> _INFORMATION SUPPLIED_:
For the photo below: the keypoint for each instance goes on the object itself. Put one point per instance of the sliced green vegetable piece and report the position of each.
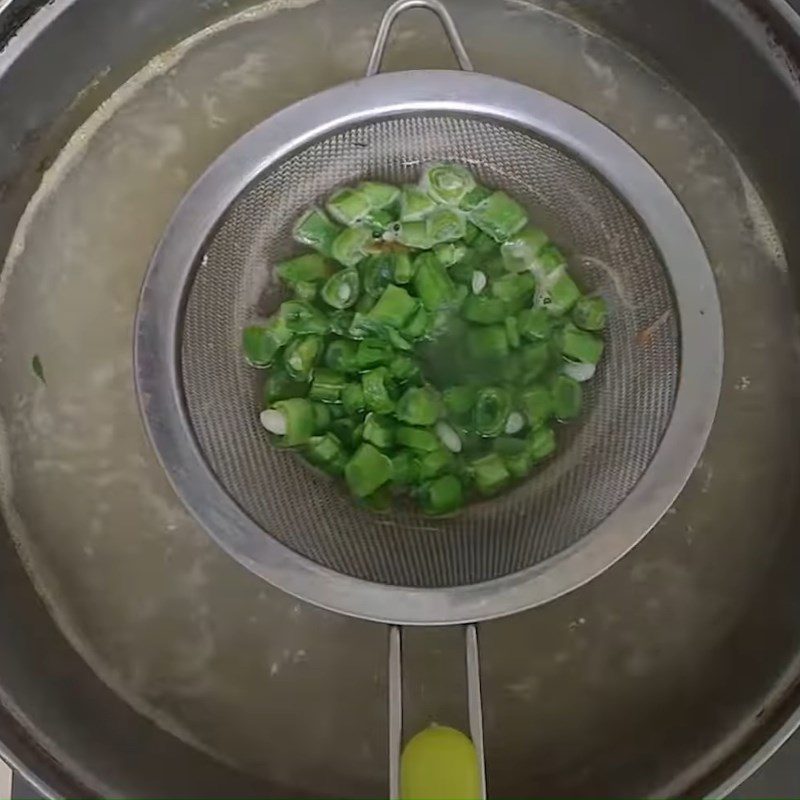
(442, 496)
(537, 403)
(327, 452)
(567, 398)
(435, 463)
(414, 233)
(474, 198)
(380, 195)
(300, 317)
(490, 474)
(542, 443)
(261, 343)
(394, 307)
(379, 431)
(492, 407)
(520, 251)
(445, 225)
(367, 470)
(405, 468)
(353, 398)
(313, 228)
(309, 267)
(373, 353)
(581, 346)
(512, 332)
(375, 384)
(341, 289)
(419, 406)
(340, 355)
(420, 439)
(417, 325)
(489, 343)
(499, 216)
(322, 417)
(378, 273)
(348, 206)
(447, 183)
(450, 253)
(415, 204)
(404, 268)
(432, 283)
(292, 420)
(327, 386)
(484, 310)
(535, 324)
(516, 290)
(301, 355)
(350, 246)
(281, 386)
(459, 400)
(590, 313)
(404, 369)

...

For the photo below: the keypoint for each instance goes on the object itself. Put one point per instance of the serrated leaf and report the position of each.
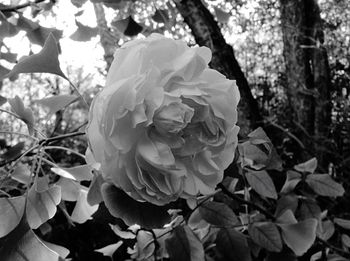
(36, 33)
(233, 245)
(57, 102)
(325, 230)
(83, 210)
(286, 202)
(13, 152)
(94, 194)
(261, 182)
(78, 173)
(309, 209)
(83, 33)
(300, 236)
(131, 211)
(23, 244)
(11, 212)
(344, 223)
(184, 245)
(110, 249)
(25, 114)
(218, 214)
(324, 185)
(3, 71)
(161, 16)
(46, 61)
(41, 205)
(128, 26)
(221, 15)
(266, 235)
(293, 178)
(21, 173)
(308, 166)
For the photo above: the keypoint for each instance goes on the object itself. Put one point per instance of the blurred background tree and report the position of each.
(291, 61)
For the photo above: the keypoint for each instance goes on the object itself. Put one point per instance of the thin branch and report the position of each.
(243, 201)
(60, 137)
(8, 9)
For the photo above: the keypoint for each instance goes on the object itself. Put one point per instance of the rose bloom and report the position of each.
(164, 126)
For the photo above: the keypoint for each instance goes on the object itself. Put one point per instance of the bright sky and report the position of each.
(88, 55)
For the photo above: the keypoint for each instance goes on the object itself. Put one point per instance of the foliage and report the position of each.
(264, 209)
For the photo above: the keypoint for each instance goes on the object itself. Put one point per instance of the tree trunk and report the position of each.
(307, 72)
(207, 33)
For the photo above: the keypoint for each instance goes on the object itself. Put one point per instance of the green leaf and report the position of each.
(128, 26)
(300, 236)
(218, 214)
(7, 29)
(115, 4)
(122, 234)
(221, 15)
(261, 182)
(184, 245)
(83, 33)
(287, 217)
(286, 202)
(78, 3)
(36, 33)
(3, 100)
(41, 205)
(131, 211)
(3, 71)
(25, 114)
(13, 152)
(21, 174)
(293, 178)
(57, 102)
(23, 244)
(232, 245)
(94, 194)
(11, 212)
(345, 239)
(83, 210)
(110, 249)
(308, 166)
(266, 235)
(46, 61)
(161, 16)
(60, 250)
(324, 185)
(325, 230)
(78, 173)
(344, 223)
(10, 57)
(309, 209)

> _WHAT TO DO_: Show each line from the items above that contains the string "below", matching its capitalization exactly.

> _COMPLETE RESPONSE_:
For the photo below: the keypoint for each instance goes on the object itself. Put one point per instance of the sliced green vegetable piece and report the position of each.
For the photo below: the keypoint for each instance goes on the object itself. Put one point per instance of the serrated leaf and report the position of each.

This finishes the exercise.